> **QUOTED TEXT**:
* Start *

Programming Blabs: Ideal Distributed File System

Monday, November 22, 2004

Ideal Distributed File System

At this day and age, we often access our data from a variety of devices, often from many different corners of the world. At the moment there is no easy way to synchronize that data across those devices. Here are the first two examples that come to mind.

1) I have MP3s stored on my computer and I also own an iPod. To transfer MP3s to iPod I need to connect my iPod to the computer using a wire, and then use some kind of application to transfer those MP3s. If I downloaded a few more MP3s and want them on the iPod, I need to repeat that process. Now say I left for a vacation to Europe, but forgot to add that awesome song to the iPod What do I do ? Well, there isn't much I can do.

2) I have an address book on my Gmail account, but I also have an address book in my cell phone. How do I synchronize the two? There isn't an easy way. Manual data entry is necessary.

Now consider something different. I'm using Gmail, but it only offers 1GB of storage. I'm also using a Photo Hosting Service, that only offers say 1GB of storage. I also have a web page, but my ISP only gives me 50MB for storage. See anything wrong with this picture? There are two problems that come my mind:

1) Inefficient utilization of space. If I'm only using 100MB of my GMail storage, but all 50MB for my web-page, 900MB that are reserved for me are essentially unused, and could be used for my web-page. I have to admit though that this isn't much of a problem, as space is becoming cheaper and cheaper, and I believe that within 5 years we'll completely stop worrying about space shortage.

2) There isn't an easy way to search for my data, since it's broken up across different vendors.

* End *

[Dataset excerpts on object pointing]

* Start *

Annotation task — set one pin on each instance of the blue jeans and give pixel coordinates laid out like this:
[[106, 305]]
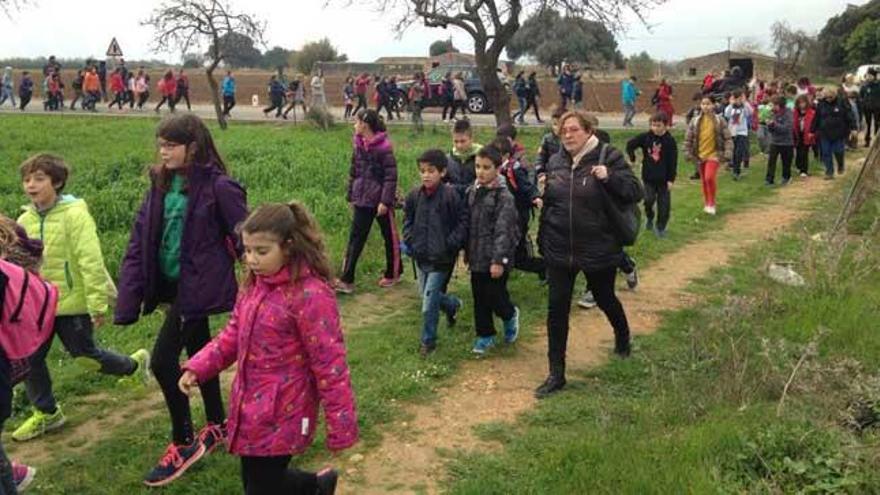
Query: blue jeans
[[830, 150], [434, 299]]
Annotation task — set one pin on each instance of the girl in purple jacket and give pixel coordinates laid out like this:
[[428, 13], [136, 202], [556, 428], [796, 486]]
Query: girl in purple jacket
[[286, 340], [372, 192], [182, 253]]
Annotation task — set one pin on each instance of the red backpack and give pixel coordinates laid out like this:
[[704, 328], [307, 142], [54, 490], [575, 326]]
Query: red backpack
[[27, 315]]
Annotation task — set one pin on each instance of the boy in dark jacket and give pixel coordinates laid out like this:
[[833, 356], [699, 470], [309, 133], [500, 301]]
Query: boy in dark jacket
[[833, 125], [659, 166], [460, 172], [490, 250], [434, 230], [525, 196]]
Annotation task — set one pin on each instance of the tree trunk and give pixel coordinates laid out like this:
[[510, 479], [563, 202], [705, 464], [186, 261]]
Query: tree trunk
[[215, 96], [496, 93]]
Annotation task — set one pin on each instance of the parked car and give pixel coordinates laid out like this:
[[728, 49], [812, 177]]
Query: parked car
[[477, 102]]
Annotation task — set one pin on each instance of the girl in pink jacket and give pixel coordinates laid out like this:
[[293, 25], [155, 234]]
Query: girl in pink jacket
[[285, 337]]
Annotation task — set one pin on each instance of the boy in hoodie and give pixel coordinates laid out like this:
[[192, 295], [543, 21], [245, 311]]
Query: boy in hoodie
[[659, 166], [434, 230], [460, 172], [739, 118], [490, 250], [73, 262], [525, 196], [781, 127]]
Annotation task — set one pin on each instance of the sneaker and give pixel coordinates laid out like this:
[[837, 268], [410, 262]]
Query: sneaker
[[143, 374], [212, 436], [343, 288], [38, 424], [327, 478], [511, 327], [587, 302], [452, 317], [175, 462], [550, 386], [22, 476], [426, 350], [482, 345], [387, 283], [632, 279]]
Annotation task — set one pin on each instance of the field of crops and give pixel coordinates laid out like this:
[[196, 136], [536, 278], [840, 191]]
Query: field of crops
[[109, 159]]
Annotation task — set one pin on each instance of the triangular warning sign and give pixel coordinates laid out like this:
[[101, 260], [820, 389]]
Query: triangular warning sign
[[113, 50]]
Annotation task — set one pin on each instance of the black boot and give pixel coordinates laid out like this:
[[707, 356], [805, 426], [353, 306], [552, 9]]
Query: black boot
[[554, 383]]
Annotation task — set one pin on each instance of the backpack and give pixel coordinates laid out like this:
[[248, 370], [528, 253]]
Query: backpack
[[626, 218], [27, 315]]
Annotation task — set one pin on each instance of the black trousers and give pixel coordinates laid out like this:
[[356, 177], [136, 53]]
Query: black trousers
[[361, 224], [658, 193], [524, 258], [490, 298], [228, 104], [786, 153], [175, 335], [561, 285], [802, 158], [271, 476]]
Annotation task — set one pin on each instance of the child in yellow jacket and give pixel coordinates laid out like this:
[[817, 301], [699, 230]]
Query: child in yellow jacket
[[73, 262]]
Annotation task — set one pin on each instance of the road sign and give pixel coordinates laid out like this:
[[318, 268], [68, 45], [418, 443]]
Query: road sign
[[113, 50]]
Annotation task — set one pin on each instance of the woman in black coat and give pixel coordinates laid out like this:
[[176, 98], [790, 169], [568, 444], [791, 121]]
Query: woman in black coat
[[576, 235]]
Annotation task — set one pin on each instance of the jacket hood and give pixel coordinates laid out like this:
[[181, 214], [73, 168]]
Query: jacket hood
[[380, 142]]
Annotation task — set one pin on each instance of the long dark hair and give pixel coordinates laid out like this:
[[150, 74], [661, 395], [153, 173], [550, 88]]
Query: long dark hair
[[298, 233], [189, 130]]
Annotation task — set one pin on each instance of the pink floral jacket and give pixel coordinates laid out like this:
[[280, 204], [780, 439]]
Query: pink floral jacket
[[287, 342]]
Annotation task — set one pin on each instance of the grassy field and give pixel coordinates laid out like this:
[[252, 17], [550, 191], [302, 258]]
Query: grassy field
[[697, 410], [109, 158]]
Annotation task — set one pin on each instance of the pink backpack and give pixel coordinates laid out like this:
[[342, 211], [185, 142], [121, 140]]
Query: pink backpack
[[27, 315]]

* End *

> **THE TASKS**:
- A) In the distributed file system post, how much storage does the writer's ISP provide for the web page?
- B) Mark each statement about the distributed file system post as yes or no, and quote the words from the post that decide it.
(i) Gmail offers 1GB of storage.
(ii) The address book in Gmail and the one on the cell phone are easy to synchronize.
(iii) The writer expects worries about space shortage to last well beyond five years.
- C) Write the next part of the distributed file system post, picking up after its last sentence.

> **EXPECTED OUTPUTS**:
- A) 50MB

- B)
(i) Yes: "I'm using Gmail, but it only offers 1GB of storage."
(ii) No: "How do I synchronize the two? There isn't an easy way."
(iii) No: "I believe that within 5 years we'll completely stop worrying about space shortage."

- C)
Now.. Here is my proposed solution the above problems.

All major players(MS, IBM, Google, Yahoo, etc) should come together and come up with a standard for a distributed file system. Vendors would then implement such a file system, and offer storage space to the users. The user can then instruct their PC, GMail, PhotoHosting Service, iPod, Cell Phone etc. to use that file system for storage(For example if a user uses Gmail, e-mails and other GMail generated data would be stored in the space that user bought from a Storage vendor).

Note that such storage space does not completely replace hard drive(or other type of local "slow" memory), as it's still necessary for bootstrapping and caching purposes. However; such service would allow me to install Windows, Linux etc, in my storage, so that I could then "boot up" my system with all my files from a library computer in Australia.

There are a number of serious issues with this approach, main of which is security, and obviously a constant connectivity to the storage vendor is necessary. However, I do think that this approach offers many benefits to the user, and hope that someday we will see something like this come into life.

3 Comments:

At November 22, 2004 at 8:30 PM, Alex Pilchin said...: Ok so this sounds like a worthy and great dream.
However lets consider this in logical steps.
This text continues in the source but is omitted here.